Short exercise.
Each record below is to be reproduced without any change.

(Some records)
..........

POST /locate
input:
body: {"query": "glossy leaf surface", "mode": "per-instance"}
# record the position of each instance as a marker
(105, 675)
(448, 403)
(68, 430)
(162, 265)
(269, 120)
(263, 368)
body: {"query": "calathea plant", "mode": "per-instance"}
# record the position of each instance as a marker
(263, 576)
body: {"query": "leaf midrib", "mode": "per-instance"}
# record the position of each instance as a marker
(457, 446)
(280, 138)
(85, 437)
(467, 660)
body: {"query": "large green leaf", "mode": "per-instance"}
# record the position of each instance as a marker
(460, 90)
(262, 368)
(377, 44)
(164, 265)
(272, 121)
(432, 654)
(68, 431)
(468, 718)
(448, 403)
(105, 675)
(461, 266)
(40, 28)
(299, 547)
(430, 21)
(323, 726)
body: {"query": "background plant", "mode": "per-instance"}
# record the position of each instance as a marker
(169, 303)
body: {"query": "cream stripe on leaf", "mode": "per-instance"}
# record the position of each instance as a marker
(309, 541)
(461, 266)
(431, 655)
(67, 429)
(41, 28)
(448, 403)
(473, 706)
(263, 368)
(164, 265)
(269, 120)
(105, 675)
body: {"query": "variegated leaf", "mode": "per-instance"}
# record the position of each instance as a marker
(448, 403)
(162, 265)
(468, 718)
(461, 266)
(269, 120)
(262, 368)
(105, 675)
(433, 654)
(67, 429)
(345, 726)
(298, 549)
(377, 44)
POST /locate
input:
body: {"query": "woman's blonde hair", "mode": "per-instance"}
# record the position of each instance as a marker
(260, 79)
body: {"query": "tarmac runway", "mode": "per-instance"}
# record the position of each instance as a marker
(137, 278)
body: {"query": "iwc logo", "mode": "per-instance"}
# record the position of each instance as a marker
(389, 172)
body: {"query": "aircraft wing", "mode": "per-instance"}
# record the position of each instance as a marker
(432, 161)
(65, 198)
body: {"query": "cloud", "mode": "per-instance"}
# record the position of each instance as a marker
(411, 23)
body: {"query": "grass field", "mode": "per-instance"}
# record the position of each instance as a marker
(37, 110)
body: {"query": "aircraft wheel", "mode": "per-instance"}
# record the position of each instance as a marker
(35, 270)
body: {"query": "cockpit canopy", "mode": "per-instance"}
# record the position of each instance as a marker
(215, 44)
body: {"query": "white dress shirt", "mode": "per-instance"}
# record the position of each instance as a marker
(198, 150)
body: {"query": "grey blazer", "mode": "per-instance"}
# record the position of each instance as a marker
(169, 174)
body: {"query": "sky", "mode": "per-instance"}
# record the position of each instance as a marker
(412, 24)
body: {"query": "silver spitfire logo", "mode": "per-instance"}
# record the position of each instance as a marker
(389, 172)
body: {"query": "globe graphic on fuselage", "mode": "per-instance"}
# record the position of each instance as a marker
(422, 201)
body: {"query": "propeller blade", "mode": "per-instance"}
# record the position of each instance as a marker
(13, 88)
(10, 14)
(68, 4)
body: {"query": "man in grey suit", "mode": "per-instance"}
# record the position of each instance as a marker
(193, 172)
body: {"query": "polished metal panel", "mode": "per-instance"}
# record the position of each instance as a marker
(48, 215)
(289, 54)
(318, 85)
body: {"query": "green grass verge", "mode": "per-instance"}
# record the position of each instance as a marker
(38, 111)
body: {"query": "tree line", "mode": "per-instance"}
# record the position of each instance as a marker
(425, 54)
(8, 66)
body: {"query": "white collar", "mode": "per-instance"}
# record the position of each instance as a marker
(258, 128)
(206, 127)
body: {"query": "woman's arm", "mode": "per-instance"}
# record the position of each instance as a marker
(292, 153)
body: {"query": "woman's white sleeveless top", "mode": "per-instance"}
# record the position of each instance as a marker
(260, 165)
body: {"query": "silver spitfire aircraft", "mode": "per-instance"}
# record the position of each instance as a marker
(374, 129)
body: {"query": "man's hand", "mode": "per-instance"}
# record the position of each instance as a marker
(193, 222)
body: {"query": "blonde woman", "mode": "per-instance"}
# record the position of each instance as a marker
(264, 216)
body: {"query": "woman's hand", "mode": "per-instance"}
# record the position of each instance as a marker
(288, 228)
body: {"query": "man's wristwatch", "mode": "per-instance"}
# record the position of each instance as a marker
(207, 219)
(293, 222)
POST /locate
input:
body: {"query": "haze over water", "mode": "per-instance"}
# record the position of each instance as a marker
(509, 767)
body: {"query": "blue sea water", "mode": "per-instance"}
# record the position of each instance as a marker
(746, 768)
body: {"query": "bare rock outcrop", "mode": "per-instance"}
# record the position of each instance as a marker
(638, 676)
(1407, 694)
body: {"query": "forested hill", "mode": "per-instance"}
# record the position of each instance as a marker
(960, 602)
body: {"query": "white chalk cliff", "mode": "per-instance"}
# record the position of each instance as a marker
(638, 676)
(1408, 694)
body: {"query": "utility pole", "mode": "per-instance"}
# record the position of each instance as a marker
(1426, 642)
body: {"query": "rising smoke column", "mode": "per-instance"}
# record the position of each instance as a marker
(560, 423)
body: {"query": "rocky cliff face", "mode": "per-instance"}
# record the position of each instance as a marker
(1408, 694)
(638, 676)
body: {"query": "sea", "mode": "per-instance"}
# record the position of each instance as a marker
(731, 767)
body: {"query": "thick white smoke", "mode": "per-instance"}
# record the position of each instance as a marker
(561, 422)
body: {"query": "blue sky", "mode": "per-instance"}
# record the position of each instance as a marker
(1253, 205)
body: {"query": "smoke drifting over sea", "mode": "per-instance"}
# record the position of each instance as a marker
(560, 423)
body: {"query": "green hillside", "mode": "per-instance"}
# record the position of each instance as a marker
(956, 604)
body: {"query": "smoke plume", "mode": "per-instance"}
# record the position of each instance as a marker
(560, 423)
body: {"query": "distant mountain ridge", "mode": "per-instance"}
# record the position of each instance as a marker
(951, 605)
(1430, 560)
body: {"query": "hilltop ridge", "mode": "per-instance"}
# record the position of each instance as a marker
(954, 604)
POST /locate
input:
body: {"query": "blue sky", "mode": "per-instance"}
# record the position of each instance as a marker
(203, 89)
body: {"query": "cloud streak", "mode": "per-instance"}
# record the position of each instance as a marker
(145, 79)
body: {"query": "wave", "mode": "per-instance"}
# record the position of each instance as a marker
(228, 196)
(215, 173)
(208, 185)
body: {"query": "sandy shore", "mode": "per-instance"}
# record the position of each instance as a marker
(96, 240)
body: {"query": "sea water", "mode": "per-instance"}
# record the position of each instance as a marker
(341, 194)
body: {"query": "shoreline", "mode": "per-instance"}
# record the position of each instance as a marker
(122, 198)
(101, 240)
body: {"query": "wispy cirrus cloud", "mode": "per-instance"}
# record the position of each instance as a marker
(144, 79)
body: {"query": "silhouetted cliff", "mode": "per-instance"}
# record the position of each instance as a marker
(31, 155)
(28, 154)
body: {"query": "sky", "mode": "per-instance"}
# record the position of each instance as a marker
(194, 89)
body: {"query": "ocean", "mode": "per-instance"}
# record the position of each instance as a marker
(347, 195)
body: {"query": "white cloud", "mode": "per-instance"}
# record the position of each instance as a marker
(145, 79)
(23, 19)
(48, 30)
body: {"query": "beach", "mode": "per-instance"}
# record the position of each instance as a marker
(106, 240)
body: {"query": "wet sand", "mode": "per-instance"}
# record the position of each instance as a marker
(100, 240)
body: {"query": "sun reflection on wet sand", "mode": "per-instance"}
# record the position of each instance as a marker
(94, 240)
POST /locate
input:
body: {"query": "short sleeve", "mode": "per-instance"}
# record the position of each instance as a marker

..........

Reply to the task.
POST /locate
input:
body: {"query": "glossy leaf surface", "mode": "per-instance"}
# record the position of each instance as a marker
(105, 675)
(448, 403)
(68, 430)
(162, 265)
(269, 120)
(263, 368)
body: {"query": "calathea plant", "mode": "per-instance"}
# record the position of each instance as a marker
(263, 576)
body: {"query": "leaf midrib", "mode": "per-instance"}
# record the position of each instance as a marker
(457, 446)
(280, 138)
(85, 437)
(467, 660)
body: {"query": "large green leaf", "mode": "per-instance"}
# record the position of each instance as a marker
(460, 90)
(262, 368)
(377, 44)
(164, 265)
(272, 121)
(432, 654)
(68, 431)
(468, 718)
(448, 403)
(105, 675)
(461, 266)
(40, 28)
(299, 547)
(430, 21)
(323, 726)
body: {"query": "background plant", "mode": "per-instance"}
# record the position of each instance as a marker
(169, 303)
body: {"query": "cream stripe on leaf", "mode": "per-instance"}
# record the position of each instance as a marker
(309, 541)
(461, 266)
(431, 655)
(67, 429)
(41, 28)
(448, 403)
(473, 706)
(263, 368)
(164, 265)
(269, 120)
(105, 675)
body: {"query": "variegated leaf", "mode": "per-instance"}
# record the position of each instance as a marker
(448, 403)
(162, 265)
(468, 718)
(461, 266)
(269, 120)
(262, 368)
(105, 675)
(433, 654)
(67, 429)
(345, 726)
(298, 549)
(377, 44)
POST /locate
input:
body: {"query": "woman's blonde hair", "mode": "per-instance"}
# record the position of each instance as a marker
(260, 79)
body: {"query": "tarmac runway", "mode": "per-instance"}
# record the position of each instance as a marker
(137, 278)
body: {"query": "iwc logo", "mode": "per-instance"}
# record the position of each instance as a marker
(389, 172)
body: {"query": "aircraft wing", "mode": "per-instance"}
# record the position of each instance as a marker
(432, 161)
(65, 198)
body: {"query": "cloud", "mode": "per-instance"}
# record the position of each instance as a marker
(411, 23)
body: {"query": "grass field", "mode": "per-instance"}
# record the position of each instance as a marker
(37, 110)
body: {"query": "aircraft wheel", "mode": "per-instance"}
# record the position of each instance as a marker
(35, 270)
body: {"query": "cockpit canopy", "mode": "per-instance"}
# record the position of each instance as a marker
(215, 44)
body: {"query": "white dress shirt", "mode": "per-instance"}
# record the position of each instance as a marker
(198, 150)
body: {"query": "grey blazer", "mode": "per-instance"}
# record the position of each instance as a marker
(169, 174)
body: {"query": "sky", "mode": "per-instance"}
# record the position of each instance as a marker
(412, 24)
body: {"query": "silver spitfire logo", "mode": "per-instance"}
# record the position of each instance as a marker
(389, 172)
body: {"query": "globe graphic on fuselage", "mode": "per-instance"}
# record the position of each instance as a marker
(422, 201)
body: {"query": "propeller blade", "mode": "per-instance"}
# record the position of each instance as a marker
(13, 88)
(10, 14)
(68, 4)
body: {"query": "man in grey suit", "mode": "per-instance"}
# record the position of each instance as a marker
(193, 172)
body: {"query": "polished metal panel", "mode": "per-instance"}
# record the position of each instance as a marker
(48, 215)
(289, 54)
(318, 85)
body: {"query": "green grass verge", "mode": "per-instance"}
# record the position of each instance as a marker
(38, 111)
body: {"query": "tree line", "mode": "per-instance"}
# record the position of each instance as a marker
(425, 54)
(8, 66)
body: {"query": "white collar", "mode": "per-instance"}
# record the position of each instance as a marker
(258, 128)
(206, 127)
body: {"query": "woman's arm", "mode": "per-instance"}
# record the position of each instance as a marker
(292, 153)
body: {"query": "woman's white sleeveless top", "mode": "per-instance"}
# record the position of each instance as a marker
(260, 165)
body: {"query": "silver spitfire aircraft", "mode": "per-instance"}
# record the position of each instance as a marker
(374, 129)
body: {"query": "man's hand", "mode": "per-instance"}
# record the position of each instance as a marker
(193, 222)
body: {"query": "blonde woman", "mode": "per-instance"}
# record the position of each instance as a marker
(264, 216)
body: {"query": "woman's hand", "mode": "per-instance"}
# record the position of each instance as a marker
(288, 228)
body: {"query": "man's wristwatch", "mode": "per-instance"}
# record the position of each instance as a marker
(207, 219)
(293, 222)
POST /locate
input:
body: {"query": "haze over water", "mode": "per-instance"}
# record the position of each instance as a marker
(509, 767)
body: {"query": "blue sea water", "mode": "per-instance"}
# record the position of each instance as a marker
(746, 768)
body: {"query": "bare rock outcrop", "mode": "per-instance"}
# record the position of each instance as a marker
(638, 676)
(1407, 694)
body: {"query": "forested hill", "mode": "per-instance"}
# record the position of each instance as a marker
(960, 602)
body: {"query": "white chalk cliff", "mode": "per-instance"}
# record the position of each instance as a marker
(638, 676)
(1408, 694)
body: {"query": "utility pole", "mode": "per-instance"}
# record the position of each instance as a marker
(1426, 642)
body: {"query": "rising smoke column", "mode": "per-instance"}
# record the position of each instance as a marker
(560, 423)
body: {"query": "rocky cliff face", "mode": "per-instance"}
# record the position of each instance as a marker
(1408, 694)
(638, 676)
body: {"query": "sea", "mode": "per-instance"}
# record the position of each instance as a marker
(731, 767)
body: {"query": "thick white smoke", "mode": "per-instance"}
# record the position of each instance as a marker
(561, 422)
body: {"query": "blue sky", "mode": "per-instance"}
# record the position of each instance as a marker
(1253, 205)
body: {"query": "smoke drifting over sea", "mode": "per-instance"}
# record the position of each instance as a marker
(560, 423)
body: {"query": "green hillside", "mode": "per-instance"}
# record the position of each instance as a marker
(956, 604)
body: {"query": "smoke plume", "mode": "per-instance"}
# record the position of each instance as a marker
(560, 423)
body: {"query": "distant mountain ridge", "mode": "per-instance"}
# record the position of each instance as a marker
(951, 605)
(1430, 560)
body: {"query": "hilltop ridge", "mode": "per-instance"}
# record the position of each instance as a marker
(954, 604)
POST /locate
input:
body: {"query": "blue sky", "mode": "per-instance"}
# record the position of each instance as a marker
(203, 89)
body: {"query": "cloud streak", "mode": "per-instance"}
# record the position of each instance as a marker
(145, 79)
body: {"query": "wave", "mode": "per-instance"}
# record the position of each instance as a marker
(228, 196)
(215, 173)
(208, 185)
body: {"query": "sandy shore", "mode": "per-instance"}
# record the position of each instance as a marker
(96, 240)
body: {"query": "sea water", "mode": "per-instance"}
# record the position of each instance as a marker
(341, 194)
body: {"query": "shoreline", "mode": "per-instance"}
# record the position of each instance as a marker
(122, 198)
(101, 240)
body: {"query": "wispy cirrus cloud", "mode": "per-instance"}
# record the position of each instance as a marker
(144, 79)
body: {"query": "silhouetted cliff", "mode": "per-instance"}
# record the position of each instance as a marker
(31, 155)
(28, 154)
body: {"query": "sky", "mode": "per-instance"}
# record the position of each instance as a marker
(194, 89)
body: {"query": "ocean", "mode": "per-instance"}
# record the position of each instance as a marker
(347, 195)
body: {"query": "white cloud", "mode": "per-instance"}
# record the position of each instance as a marker
(145, 79)
(23, 19)
(48, 30)
body: {"query": "beach", "mode": "per-instance"}
# record the position of each instance as a marker
(106, 240)
body: {"query": "wet sand", "mode": "per-instance"}
# record the position of each instance as a marker
(100, 240)
body: {"query": "sun reflection on wet sand", "mode": "per-instance"}
# record the position of each instance as a marker
(94, 240)
POST /locate
input:
body: {"query": "short sleeve", "mode": "per-instance"}
# record the position of each instance as a marker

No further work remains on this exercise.